= Given instruction =
Show each line from the rows below that contains the word "white".

= Data to process =
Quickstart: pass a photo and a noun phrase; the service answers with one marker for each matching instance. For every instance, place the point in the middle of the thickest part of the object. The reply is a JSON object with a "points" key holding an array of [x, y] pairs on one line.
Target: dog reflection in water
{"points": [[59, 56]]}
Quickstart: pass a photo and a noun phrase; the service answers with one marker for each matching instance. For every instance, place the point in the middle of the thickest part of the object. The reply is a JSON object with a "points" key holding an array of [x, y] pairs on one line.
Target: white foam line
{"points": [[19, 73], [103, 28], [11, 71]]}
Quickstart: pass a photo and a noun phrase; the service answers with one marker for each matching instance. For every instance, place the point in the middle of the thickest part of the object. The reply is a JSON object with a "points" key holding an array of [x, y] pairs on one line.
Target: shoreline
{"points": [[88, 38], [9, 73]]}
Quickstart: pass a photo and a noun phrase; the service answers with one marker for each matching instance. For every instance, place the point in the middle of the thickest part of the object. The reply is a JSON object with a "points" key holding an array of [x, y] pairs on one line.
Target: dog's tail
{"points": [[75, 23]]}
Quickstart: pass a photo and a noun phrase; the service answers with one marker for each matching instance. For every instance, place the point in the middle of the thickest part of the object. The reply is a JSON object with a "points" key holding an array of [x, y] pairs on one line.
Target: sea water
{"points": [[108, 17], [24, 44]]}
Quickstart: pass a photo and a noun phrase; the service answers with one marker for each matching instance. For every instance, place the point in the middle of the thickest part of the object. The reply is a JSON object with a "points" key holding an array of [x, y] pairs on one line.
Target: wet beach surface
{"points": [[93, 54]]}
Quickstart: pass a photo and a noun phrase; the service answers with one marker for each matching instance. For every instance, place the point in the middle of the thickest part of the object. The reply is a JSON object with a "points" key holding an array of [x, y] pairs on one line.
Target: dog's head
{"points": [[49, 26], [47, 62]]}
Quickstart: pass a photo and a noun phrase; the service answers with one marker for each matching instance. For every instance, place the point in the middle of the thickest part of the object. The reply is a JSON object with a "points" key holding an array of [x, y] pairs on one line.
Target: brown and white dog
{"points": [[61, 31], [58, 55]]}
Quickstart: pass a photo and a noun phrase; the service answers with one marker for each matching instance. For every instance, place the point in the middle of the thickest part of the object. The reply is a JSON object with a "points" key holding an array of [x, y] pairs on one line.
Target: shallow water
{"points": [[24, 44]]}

= Response to this exercise =
Target: white foam line
Target: brown and white dog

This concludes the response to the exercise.